▶ _RECORDS TO PROCESS_:
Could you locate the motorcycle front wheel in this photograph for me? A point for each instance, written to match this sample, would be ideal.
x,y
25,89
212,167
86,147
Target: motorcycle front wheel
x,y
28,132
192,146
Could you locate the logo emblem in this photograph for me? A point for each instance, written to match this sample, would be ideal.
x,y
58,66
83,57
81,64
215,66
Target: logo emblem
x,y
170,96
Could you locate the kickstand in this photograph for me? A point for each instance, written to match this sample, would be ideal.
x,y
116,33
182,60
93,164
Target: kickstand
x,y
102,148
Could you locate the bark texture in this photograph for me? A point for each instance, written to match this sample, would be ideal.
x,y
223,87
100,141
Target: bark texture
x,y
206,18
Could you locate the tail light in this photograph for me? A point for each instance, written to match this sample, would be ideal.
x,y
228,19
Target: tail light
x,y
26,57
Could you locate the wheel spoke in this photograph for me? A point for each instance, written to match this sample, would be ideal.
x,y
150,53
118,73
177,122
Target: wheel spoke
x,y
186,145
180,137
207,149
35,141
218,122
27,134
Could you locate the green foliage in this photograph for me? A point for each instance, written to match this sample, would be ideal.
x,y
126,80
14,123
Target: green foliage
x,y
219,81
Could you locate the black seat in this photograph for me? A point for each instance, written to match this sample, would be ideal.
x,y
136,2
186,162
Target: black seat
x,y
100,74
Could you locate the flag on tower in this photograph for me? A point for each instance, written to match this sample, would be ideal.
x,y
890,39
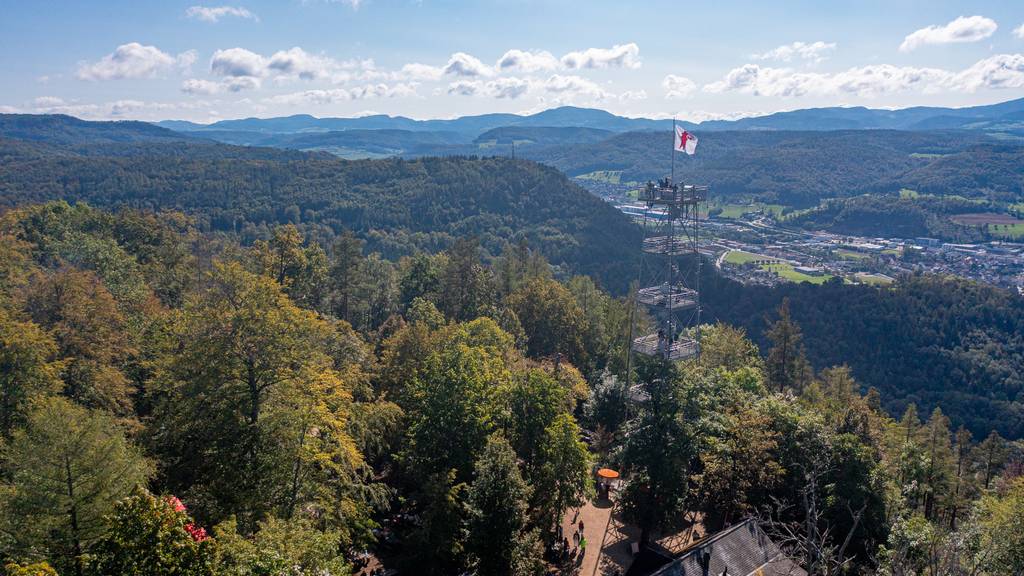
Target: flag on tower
x,y
685,141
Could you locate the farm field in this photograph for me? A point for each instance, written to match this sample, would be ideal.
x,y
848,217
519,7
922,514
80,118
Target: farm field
x,y
872,279
786,272
1003,225
851,255
736,210
740,257
610,176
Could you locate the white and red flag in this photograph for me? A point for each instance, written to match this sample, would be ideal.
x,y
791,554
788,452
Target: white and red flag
x,y
685,141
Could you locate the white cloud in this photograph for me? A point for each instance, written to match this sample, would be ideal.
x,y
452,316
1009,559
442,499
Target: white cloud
x,y
678,86
964,29
620,55
863,81
999,71
321,97
509,87
522,60
47,101
462,64
418,71
465,87
572,86
116,109
134,60
814,51
238,63
298,63
214,13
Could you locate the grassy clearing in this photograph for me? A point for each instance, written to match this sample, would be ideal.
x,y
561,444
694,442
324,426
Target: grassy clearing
x,y
736,210
740,257
872,279
1013,232
851,255
610,176
733,210
786,272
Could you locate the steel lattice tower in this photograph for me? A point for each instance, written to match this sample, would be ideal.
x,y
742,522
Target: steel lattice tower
x,y
670,272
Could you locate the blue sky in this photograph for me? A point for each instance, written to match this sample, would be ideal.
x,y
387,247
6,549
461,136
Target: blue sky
x,y
432,58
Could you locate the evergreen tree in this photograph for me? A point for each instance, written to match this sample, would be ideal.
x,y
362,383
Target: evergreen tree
x,y
659,449
466,285
786,365
563,480
500,541
66,470
990,455
346,274
938,470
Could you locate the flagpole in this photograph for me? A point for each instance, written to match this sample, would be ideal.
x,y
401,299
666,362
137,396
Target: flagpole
x,y
673,151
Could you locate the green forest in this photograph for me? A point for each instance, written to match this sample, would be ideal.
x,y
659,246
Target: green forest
x,y
178,403
398,206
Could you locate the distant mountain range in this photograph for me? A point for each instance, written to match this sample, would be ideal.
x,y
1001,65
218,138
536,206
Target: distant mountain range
x,y
1008,116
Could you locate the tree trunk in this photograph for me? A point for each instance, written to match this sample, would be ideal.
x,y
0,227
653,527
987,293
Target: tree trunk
x,y
73,513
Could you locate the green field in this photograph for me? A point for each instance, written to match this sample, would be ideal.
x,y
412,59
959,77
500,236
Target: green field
x,y
1013,232
851,255
785,271
740,257
872,279
610,176
736,210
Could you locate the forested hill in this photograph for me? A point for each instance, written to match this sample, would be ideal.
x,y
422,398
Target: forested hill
x,y
801,168
399,206
930,340
60,129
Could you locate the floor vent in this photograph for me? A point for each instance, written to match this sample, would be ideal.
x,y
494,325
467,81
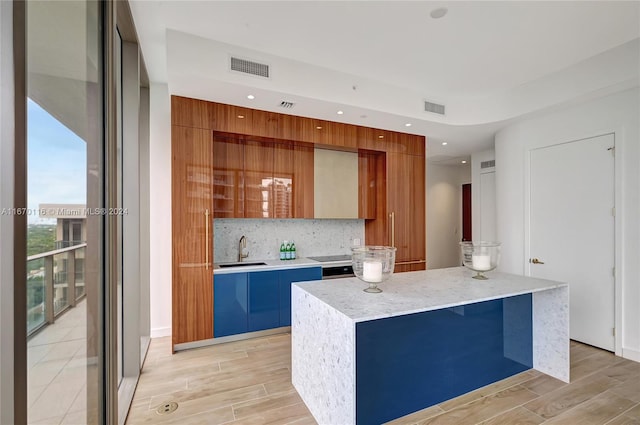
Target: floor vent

▶ _PROMPT_: Please rewrite all of the entries above, replacing "photograph" with "image" everywhere and changing nothing else. Leave the pictures out of your version.

▶ _FULL OUTPUT_:
Could you locate the motorcycle front wheel in this image for me? A point for each instance, written to match this sample, would be ideal.
x,y
25,89
212,167
86,147
Target: motorcycle front wheel
x,y
28,132
192,146
Could you locate the logo emblem in this image for me? A point for each instance, written to match this sample, would be ideal.
x,y
58,66
83,57
81,64
215,66
Target: logo emblem
x,y
170,96
Could you locate the kickstand in this image for me? A point for each instance, written to match this sample, would be ideal.
x,y
116,33
182,60
93,164
Target: kickstand
x,y
102,148
Could you locate the bark texture in this image for me? A point for each instance, written to match this sample, would be ideal.
x,y
223,87
100,141
Target: bark texture
x,y
206,18
Could you locate the tail light in this image for me? A point for each instance, written to match this sample, would be ideal.
x,y
228,19
Target: tail light
x,y
26,57
Could you locate the wheel spoke in this image for me? A point for each instance, written to match this sample, would be ideal.
x,y
150,53
118,73
177,122
Target: wheel spoke
x,y
186,145
180,137
207,149
35,141
218,122
27,134
Could you locate the green foliage in this image for me? A point for each instance, written to match this sample, would be ideal.
x,y
126,80
14,123
Target: green foliage
x,y
219,81
Could you locate the black seat in this image for me? A point for each instance, written to match this sample, would be ideal.
x,y
136,2
186,162
Target: black seat
x,y
100,74
Could you locate the flag on tower in this image for me? A point for each instance, written to match this sample, would be ideal.
x,y
890,39
Target: flag on tower
x,y
685,141
Could you locate the farm field in this image for me? A point for each instance, written to match this sample, would be ideal.
x,y
848,217
519,7
922,514
80,118
Target: farm field
x,y
872,279
786,272
1003,225
851,255
736,210
740,257
610,176
Could you locate the white and red flag in this image for me? A point for each instance, written to match this sample, would be ideal.
x,y
791,554
788,452
Target: white and red flag
x,y
685,141
Could you locate the white cloud in this image for me? A point for each instance, written to match this sample, would be ideal.
x,y
452,316
1009,559
442,499
Target: white cloud
x,y
678,86
964,29
620,55
863,81
999,71
321,97
509,87
522,60
47,101
462,64
418,71
465,87
572,86
116,109
134,60
814,51
238,63
298,63
214,13
Could you locate the grassy clearing in this image for me? A point for each instance, written to match this sample, would be ideal.
x,y
561,444
694,442
324,426
Target: grassy clearing
x,y
736,210
740,257
872,279
1013,232
851,255
610,176
733,210
786,272
Could you locate the steel lattice tower in this image for me? A point for each instance, written to match this sample, would be ideal.
x,y
742,522
Target: steel lattice tower
x,y
670,272
Could you locate the blue sky in this image for me? A point for each instance, written to match this sample, would be ideal.
x,y
387,247
6,549
461,136
Target: blue sky
x,y
432,58
Could you locate the evergreen tree in this image for me? A point for each instance, written to match this sample, would be ideal.
x,y
362,383
Target: evergreen tree
x,y
659,449
466,285
786,365
563,480
500,541
66,470
990,455
346,274
938,470
Could you locate the flagpole in this image for me? A point for each instance, written to match this sample, would be ideal.
x,y
401,299
666,362
137,396
Target: flagpole
x,y
673,151
Could you locate the green forest in this image for me? A point for each instance, written to match this sample, would be ideal.
x,y
659,246
Target: green forest
x,y
178,403
398,206
Could you locate the distant mountain range in this image for me? A point for each instance, written to match this sample, would be ideal.
x,y
1001,65
218,138
536,206
Target: distant mountain range
x,y
1008,116
Could you locate the tree trunk in this image for me? A point for each instance, written to match this sample, would be ideal.
x,y
0,227
653,527
987,293
Target: tree trunk
x,y
73,513
Could you locate the green field in this image for me? A point for each instance, written to match this sample, would be ideal.
x,y
412,59
959,77
500,236
Target: green field
x,y
1013,232
851,255
785,271
740,257
872,279
610,176
736,210
Could you locate the forested hill in this image for me? A point for each instance, written to match this sample, would be ideal.
x,y
422,398
Target: forested hill
x,y
801,168
399,206
930,340
60,129
Could you locate the floor vent in this image for me? A point for each instance, written to match this sample, would be ideal.
x,y
494,325
467,81
Target: floor vent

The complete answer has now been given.